▸ **The exercise**: Edit the listing lines starting at the one containing "Task: a point for each instance of the cabinet drawer, written" and ending at the one containing "pixel 533 170": change "white stone countertop" to "marble countertop" and leave everything else unchanged. Give back only those lines.

____________________

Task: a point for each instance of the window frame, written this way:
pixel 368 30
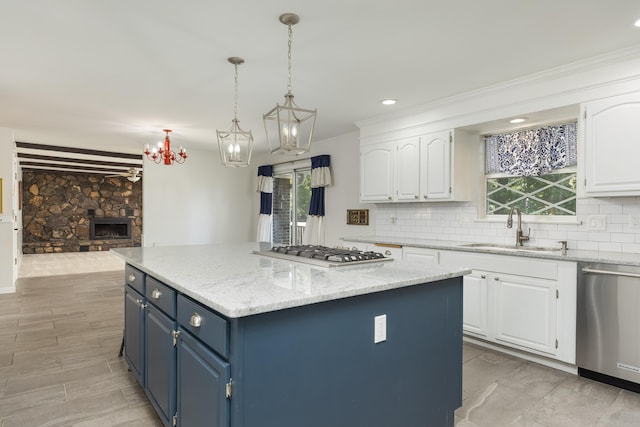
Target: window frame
pixel 541 219
pixel 290 168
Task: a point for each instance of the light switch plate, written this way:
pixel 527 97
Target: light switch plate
pixel 380 328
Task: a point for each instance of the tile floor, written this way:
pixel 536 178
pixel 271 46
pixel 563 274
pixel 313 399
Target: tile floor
pixel 38 265
pixel 60 334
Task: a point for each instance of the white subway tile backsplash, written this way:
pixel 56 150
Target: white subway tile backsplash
pixel 458 222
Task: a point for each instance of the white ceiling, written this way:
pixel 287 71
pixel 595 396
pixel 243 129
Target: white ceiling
pixel 112 74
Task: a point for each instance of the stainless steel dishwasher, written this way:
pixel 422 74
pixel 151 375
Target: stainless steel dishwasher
pixel 608 327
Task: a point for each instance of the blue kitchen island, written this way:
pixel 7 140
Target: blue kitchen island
pixel 220 336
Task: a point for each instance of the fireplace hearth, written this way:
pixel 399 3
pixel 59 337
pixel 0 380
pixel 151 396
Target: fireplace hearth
pixel 110 228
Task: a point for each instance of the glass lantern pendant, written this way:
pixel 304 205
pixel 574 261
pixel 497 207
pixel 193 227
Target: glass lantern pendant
pixel 289 128
pixel 235 144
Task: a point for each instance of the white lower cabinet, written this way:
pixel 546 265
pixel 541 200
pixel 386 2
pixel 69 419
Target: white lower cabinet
pixel 524 303
pixel 475 311
pixel 525 312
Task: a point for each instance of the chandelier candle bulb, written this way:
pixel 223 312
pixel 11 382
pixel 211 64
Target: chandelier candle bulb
pixel 164 153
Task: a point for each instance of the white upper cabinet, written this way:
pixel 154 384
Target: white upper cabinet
pixel 447 166
pixel 428 168
pixel 435 166
pixel 390 172
pixel 376 173
pixel 407 169
pixel 612 146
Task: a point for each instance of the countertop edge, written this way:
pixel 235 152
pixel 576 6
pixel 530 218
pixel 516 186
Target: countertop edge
pixel 573 255
pixel 298 300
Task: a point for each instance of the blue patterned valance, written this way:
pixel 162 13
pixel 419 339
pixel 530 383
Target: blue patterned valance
pixel 532 152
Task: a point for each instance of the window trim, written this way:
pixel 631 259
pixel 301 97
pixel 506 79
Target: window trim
pixel 291 168
pixel 533 219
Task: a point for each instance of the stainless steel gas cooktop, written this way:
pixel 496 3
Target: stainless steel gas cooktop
pixel 323 256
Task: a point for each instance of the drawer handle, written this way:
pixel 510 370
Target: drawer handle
pixel 196 320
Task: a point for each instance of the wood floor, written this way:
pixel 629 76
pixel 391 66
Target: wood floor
pixel 59 364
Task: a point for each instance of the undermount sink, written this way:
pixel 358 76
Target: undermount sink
pixel 496 246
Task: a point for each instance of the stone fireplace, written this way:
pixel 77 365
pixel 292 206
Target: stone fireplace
pixel 110 228
pixel 75 212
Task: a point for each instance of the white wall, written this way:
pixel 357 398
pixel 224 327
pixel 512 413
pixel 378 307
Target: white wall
pixel 343 194
pixel 609 75
pixel 198 202
pixel 7 225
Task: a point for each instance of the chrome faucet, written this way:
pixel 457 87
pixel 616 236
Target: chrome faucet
pixel 520 236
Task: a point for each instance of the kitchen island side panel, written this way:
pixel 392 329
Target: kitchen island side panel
pixel 318 365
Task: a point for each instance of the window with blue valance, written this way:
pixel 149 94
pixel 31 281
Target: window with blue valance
pixel 320 179
pixel 265 187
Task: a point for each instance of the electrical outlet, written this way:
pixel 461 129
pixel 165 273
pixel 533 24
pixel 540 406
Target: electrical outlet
pixel 597 222
pixel 379 328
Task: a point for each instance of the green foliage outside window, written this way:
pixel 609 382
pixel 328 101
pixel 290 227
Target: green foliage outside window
pixel 552 194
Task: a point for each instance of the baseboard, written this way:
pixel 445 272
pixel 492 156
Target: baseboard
pixel 556 364
pixel 8 290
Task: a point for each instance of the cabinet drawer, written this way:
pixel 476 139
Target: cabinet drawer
pixel 134 278
pixel 207 326
pixel 161 295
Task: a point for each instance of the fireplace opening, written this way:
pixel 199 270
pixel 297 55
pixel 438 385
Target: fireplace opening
pixel 110 228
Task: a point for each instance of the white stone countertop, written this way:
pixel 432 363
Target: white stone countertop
pixel 572 254
pixel 235 282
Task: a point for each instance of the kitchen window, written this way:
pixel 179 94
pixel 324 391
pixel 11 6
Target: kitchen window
pixel 291 197
pixel 533 170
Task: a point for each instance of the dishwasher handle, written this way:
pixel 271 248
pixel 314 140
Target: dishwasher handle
pixel 610 273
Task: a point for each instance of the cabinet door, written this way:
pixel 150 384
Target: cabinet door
pixel 134 332
pixel 435 166
pixel 612 136
pixel 525 312
pixel 424 256
pixel 202 383
pixel 475 310
pixel 161 363
pixel 407 166
pixel 376 173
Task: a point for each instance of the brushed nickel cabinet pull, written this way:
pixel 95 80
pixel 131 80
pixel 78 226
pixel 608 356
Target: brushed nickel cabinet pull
pixel 196 320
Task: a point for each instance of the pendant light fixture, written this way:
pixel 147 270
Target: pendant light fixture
pixel 163 153
pixel 235 144
pixel 289 128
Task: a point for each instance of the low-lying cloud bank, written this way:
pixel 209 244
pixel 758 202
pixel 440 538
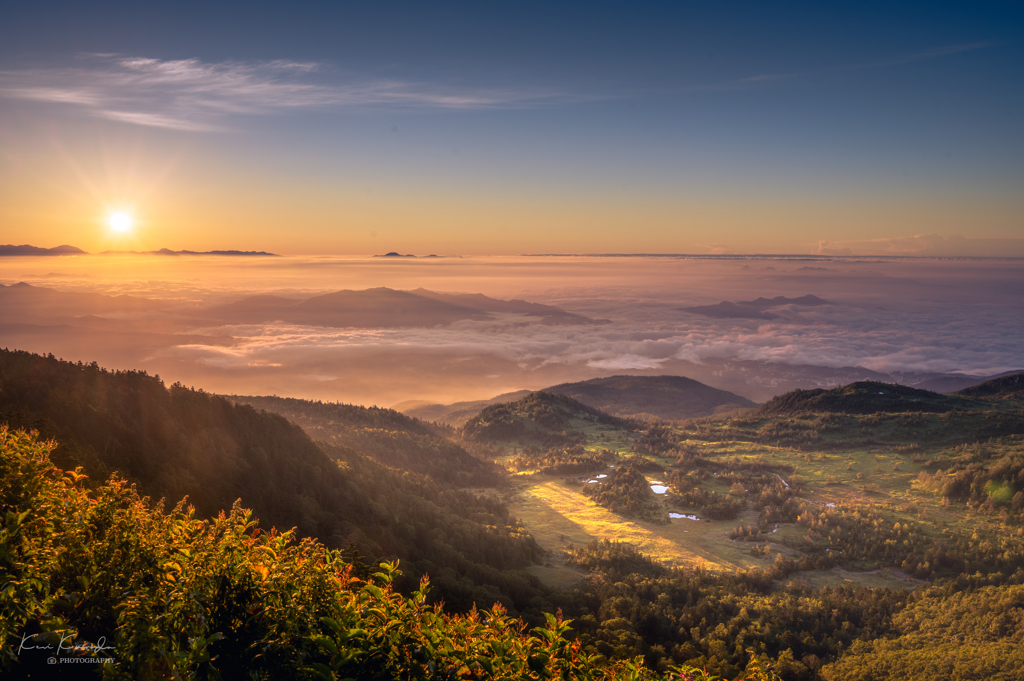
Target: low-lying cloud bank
pixel 910 316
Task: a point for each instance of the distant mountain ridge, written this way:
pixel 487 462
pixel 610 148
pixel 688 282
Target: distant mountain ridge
pixel 540 419
pixel 754 309
pixel 664 396
pixel 25 249
pixel 862 397
pixel 383 308
pixel 1005 386
pixel 167 251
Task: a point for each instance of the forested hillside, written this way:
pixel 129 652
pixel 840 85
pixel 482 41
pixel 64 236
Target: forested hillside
pixel 386 435
pixel 541 419
pixel 176 441
pixel 834 535
pixel 662 396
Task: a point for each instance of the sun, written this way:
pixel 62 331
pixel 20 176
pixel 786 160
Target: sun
pixel 120 222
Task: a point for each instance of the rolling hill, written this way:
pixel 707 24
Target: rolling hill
pixel 392 438
pixel 862 397
pixel 382 308
pixel 173 442
pixel 665 396
pixel 1006 386
pixel 539 419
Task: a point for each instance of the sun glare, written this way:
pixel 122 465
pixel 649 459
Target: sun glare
pixel 120 222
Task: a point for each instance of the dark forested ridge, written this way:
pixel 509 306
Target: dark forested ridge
pixel 540 418
pixel 1005 386
pixel 176 441
pixel 663 396
pixel 843 535
pixel 862 397
pixel 386 435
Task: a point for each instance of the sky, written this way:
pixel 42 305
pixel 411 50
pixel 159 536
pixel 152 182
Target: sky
pixel 315 128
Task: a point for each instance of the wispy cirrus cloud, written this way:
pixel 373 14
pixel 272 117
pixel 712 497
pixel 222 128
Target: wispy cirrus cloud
pixel 195 95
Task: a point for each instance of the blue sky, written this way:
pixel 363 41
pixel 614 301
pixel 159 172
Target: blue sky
pixel 516 127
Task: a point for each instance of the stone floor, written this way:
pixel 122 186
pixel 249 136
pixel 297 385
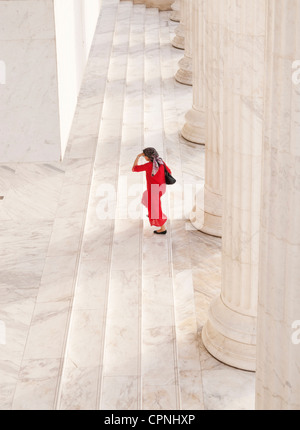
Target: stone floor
pixel 99 313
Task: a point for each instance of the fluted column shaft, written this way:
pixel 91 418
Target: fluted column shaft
pixel 207 215
pixel 278 349
pixel 179 39
pixel 230 332
pixel 194 128
pixel 175 14
pixel 185 73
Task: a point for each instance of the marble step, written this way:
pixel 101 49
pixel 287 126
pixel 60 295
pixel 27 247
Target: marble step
pixel 121 379
pixel 81 383
pixel 185 320
pixel 39 374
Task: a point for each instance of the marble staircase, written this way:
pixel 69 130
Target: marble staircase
pixel 126 346
pixel 100 313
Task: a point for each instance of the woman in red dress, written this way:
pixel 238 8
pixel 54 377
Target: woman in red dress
pixel 156 187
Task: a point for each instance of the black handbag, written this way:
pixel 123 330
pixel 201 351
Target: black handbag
pixel 169 178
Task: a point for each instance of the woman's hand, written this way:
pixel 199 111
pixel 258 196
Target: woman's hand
pixel 137 160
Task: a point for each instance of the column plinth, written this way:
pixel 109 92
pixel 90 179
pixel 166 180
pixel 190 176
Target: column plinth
pixel 194 127
pixel 175 14
pixel 179 39
pixel 205 216
pixel 278 327
pixel 185 72
pixel 230 332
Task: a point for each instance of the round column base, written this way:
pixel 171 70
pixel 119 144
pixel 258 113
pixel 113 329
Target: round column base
pixel 175 16
pixel 230 336
pixel 178 42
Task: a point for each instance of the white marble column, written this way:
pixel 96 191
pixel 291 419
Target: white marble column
pixel 194 128
pixel 185 72
pixel 179 39
pixel 278 345
pixel 175 14
pixel 207 214
pixel 230 332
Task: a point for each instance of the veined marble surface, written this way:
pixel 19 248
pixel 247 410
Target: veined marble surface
pixel 100 314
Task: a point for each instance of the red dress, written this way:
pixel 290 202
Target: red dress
pixel 156 187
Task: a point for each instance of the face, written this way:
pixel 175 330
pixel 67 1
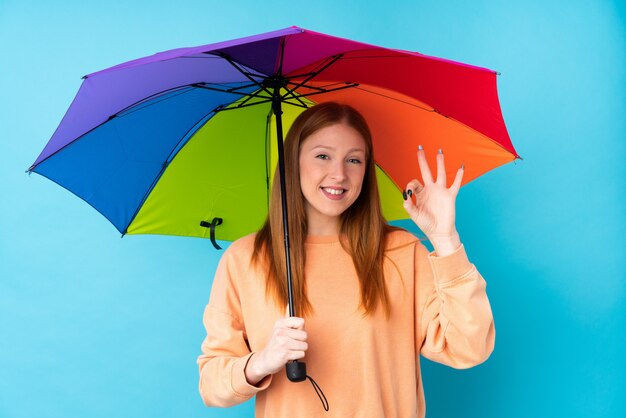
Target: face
pixel 332 167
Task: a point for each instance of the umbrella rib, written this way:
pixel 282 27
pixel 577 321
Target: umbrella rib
pixel 433 110
pixel 187 135
pixel 113 116
pixel 312 75
pixel 247 74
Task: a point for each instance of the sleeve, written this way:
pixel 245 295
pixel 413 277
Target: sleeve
pixel 225 351
pixel 455 325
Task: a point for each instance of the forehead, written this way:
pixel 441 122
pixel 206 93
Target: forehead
pixel 340 137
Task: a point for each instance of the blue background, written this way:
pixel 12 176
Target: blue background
pixel 92 325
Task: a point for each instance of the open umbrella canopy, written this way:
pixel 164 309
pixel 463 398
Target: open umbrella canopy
pixel 162 143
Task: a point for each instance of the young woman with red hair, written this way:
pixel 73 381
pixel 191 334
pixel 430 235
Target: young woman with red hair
pixel 370 298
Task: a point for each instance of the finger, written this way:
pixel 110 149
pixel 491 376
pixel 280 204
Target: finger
pixel 295 355
pixel 458 179
pixel 424 168
pixel 295 345
pixel 293 322
pixel 296 334
pixel 414 186
pixel 441 169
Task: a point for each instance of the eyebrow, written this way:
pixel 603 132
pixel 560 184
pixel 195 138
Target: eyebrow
pixel 333 149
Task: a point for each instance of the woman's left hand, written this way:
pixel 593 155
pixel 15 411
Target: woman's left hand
pixel 432 205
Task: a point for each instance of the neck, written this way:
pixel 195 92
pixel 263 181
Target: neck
pixel 322 227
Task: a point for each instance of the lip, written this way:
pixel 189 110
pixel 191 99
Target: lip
pixel 334 196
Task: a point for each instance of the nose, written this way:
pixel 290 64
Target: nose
pixel 338 170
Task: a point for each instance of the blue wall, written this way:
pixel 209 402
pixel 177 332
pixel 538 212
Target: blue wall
pixel 93 325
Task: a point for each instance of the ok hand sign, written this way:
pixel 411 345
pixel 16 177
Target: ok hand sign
pixel 432 205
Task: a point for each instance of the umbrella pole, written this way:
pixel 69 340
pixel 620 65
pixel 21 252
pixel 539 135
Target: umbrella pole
pixel 296 371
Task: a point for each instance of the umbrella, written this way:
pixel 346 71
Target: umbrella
pixel 184 142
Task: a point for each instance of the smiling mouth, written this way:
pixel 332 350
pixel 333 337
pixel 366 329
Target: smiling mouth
pixel 334 191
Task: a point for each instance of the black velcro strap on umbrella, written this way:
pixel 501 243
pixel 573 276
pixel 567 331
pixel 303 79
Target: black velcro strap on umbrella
pixel 215 222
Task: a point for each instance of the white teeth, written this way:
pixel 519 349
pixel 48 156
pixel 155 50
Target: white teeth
pixel 334 191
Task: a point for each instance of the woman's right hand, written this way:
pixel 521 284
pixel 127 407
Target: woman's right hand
pixel 287 343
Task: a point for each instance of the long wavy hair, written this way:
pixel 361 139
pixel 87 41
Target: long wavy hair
pixel 365 245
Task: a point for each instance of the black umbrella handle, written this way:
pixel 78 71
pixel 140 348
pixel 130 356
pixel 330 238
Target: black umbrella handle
pixel 296 371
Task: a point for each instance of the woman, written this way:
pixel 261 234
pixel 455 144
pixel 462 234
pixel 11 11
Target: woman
pixel 370 297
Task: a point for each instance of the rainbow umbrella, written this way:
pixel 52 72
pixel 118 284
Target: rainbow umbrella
pixel 184 142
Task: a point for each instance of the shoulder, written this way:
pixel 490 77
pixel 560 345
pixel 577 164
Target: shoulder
pixel 399 239
pixel 240 249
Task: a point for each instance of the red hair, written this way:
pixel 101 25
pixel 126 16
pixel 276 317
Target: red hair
pixel 365 245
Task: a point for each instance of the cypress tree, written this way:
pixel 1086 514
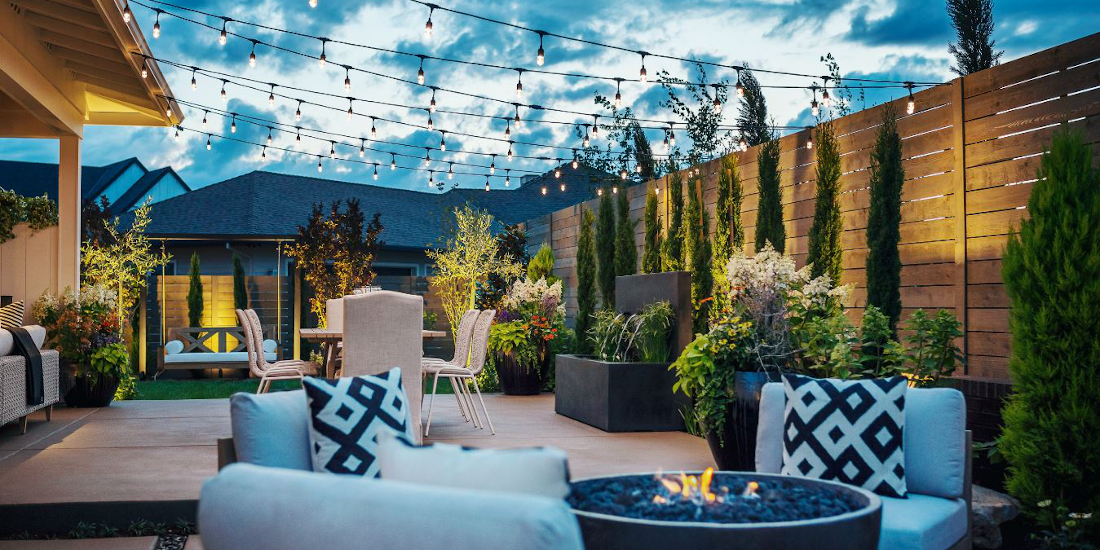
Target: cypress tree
pixel 651 255
pixel 605 251
pixel 240 292
pixel 195 294
pixel 883 221
pixel 626 251
pixel 585 279
pixel 826 228
pixel 672 251
pixel 770 212
pixel 1049 270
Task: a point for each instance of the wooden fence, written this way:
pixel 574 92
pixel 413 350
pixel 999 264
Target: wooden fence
pixel 970 149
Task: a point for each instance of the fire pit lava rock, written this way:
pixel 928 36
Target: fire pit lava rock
pixel 724 509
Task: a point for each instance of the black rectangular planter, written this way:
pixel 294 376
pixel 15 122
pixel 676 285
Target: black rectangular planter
pixel 618 396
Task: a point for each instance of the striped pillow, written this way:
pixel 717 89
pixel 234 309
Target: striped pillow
pixel 11 315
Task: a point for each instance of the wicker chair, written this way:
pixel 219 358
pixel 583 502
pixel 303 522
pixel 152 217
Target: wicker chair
pixel 259 365
pixel 479 343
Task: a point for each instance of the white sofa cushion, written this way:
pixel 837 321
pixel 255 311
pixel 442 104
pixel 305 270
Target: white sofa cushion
pixel 7 341
pixel 248 507
pixel 535 471
pixel 922 523
pixel 272 429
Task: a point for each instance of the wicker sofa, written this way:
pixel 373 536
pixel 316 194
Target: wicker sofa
pixel 13 381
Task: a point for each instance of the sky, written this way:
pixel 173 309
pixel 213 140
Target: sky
pixel 900 40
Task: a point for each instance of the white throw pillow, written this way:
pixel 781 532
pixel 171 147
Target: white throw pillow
pixel 535 471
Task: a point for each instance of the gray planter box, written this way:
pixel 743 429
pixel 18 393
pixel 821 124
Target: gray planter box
pixel 618 396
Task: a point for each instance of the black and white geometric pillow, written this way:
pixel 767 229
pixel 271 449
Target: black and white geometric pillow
pixel 849 431
pixel 347 417
pixel 11 315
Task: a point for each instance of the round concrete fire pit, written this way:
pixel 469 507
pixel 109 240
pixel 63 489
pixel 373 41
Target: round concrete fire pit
pixel 724 509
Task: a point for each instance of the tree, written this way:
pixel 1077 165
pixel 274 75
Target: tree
pixel 626 251
pixel 974 31
pixel 336 252
pixel 752 111
pixel 585 278
pixel 605 251
pixel 883 221
pixel 195 294
pixel 651 254
pixel 122 260
pixel 672 248
pixel 240 292
pixel 826 228
pixel 1049 270
pixel 770 212
pixel 465 260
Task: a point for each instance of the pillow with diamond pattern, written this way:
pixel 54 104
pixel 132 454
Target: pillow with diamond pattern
pixel 348 414
pixel 849 431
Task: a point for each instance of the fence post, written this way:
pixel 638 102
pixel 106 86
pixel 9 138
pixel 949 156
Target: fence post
pixel 958 207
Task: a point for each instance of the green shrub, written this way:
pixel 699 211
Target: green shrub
pixel 1052 419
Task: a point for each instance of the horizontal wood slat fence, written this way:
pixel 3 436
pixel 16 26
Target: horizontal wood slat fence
pixel 970 150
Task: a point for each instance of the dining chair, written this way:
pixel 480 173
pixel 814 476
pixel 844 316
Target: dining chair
pixel 463 375
pixel 431 365
pixel 382 330
pixel 257 363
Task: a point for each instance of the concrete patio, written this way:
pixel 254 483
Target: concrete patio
pixel 149 459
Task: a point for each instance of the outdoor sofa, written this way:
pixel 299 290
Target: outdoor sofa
pixel 935 515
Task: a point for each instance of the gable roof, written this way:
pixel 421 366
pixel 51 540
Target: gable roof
pixel 270 205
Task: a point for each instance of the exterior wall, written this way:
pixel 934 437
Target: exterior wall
pixel 970 154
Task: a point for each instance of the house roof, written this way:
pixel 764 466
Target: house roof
pixel 270 205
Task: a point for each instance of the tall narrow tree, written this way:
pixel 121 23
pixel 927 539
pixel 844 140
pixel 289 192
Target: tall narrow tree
pixel 605 251
pixel 770 212
pixel 826 228
pixel 195 294
pixel 651 255
pixel 626 251
pixel 974 32
pixel 1049 271
pixel 672 251
pixel 585 278
pixel 883 220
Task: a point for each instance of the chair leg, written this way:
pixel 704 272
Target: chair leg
pixel 431 400
pixel 476 388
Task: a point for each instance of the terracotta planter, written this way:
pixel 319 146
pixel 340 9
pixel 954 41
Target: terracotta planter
pixel 515 378
pixel 736 449
pixel 94 391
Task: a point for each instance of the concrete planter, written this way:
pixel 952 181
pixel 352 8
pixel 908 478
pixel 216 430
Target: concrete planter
pixel 618 396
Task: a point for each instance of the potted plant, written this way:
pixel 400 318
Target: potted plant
pixel 84 328
pixel 521 343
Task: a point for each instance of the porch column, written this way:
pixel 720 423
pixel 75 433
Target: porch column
pixel 68 213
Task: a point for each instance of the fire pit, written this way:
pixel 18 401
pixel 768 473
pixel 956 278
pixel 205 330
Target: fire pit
pixel 724 509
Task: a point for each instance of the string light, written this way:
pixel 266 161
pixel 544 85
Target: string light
pixel 541 57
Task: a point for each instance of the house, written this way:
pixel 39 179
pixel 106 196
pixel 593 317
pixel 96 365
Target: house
pixel 125 184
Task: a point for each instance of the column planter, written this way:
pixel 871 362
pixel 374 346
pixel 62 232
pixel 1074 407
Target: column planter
pixel 735 451
pixel 618 396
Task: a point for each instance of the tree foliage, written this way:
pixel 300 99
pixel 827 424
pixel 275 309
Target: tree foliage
pixel 883 221
pixel 827 226
pixel 585 278
pixel 1049 271
pixel 122 260
pixel 336 252
pixel 195 293
pixel 770 213
pixel 626 251
pixel 672 248
pixel 651 254
pixel 974 48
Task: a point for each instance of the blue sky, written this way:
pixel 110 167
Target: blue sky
pixel 881 39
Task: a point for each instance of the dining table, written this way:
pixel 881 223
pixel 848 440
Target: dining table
pixel 331 338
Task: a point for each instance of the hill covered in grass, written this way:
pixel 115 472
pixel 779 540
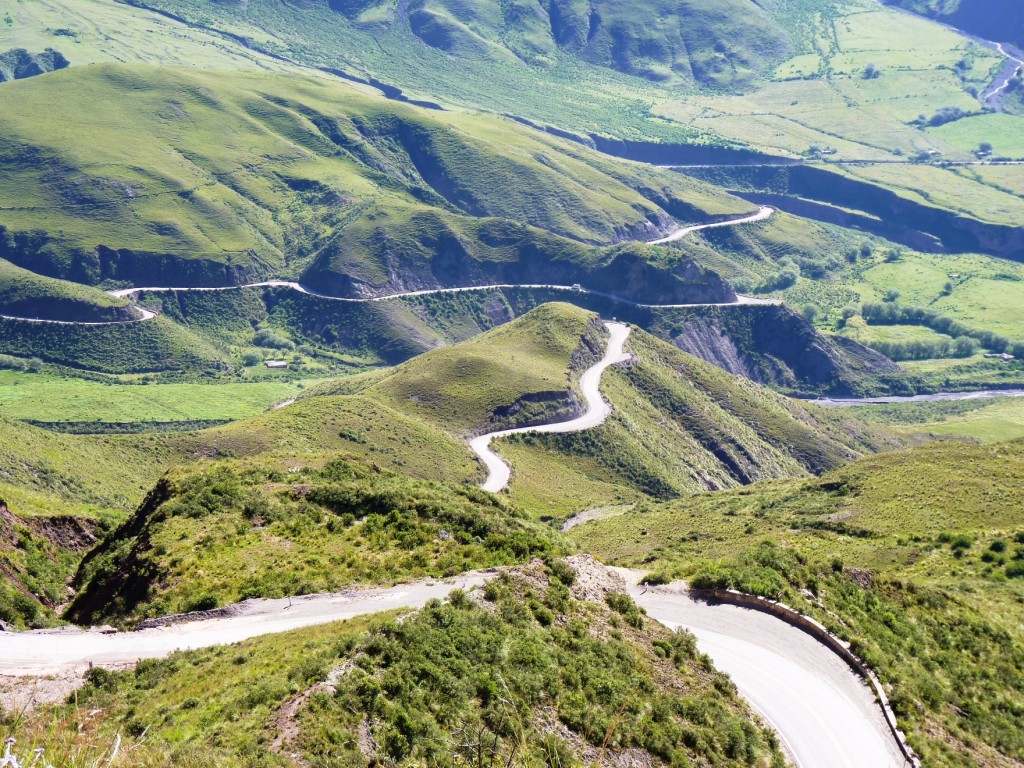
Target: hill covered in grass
pixel 681 425
pixel 916 557
pixel 987 18
pixel 272 528
pixel 350 192
pixel 25 294
pixel 547 663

____________________

▸ **Solution to this task**:
Task: a point for each instance of the cabinet drawer, written this way:
pixel 476 139
Target: cabinet drawer
pixel 134 278
pixel 207 326
pixel 161 295
Task: a point for each instance of the fireplace opening, written this way:
pixel 199 270
pixel 297 55
pixel 438 385
Target: fireplace opening
pixel 110 228
Task: a point for each instance of the marble countertop, written this way:
pixel 432 363
Target: marble countertop
pixel 572 254
pixel 235 282
Task: a point for each instance of the kitchen window, written this way:
pixel 179 94
pixel 324 391
pixel 11 6
Target: kitchen window
pixel 291 197
pixel 533 170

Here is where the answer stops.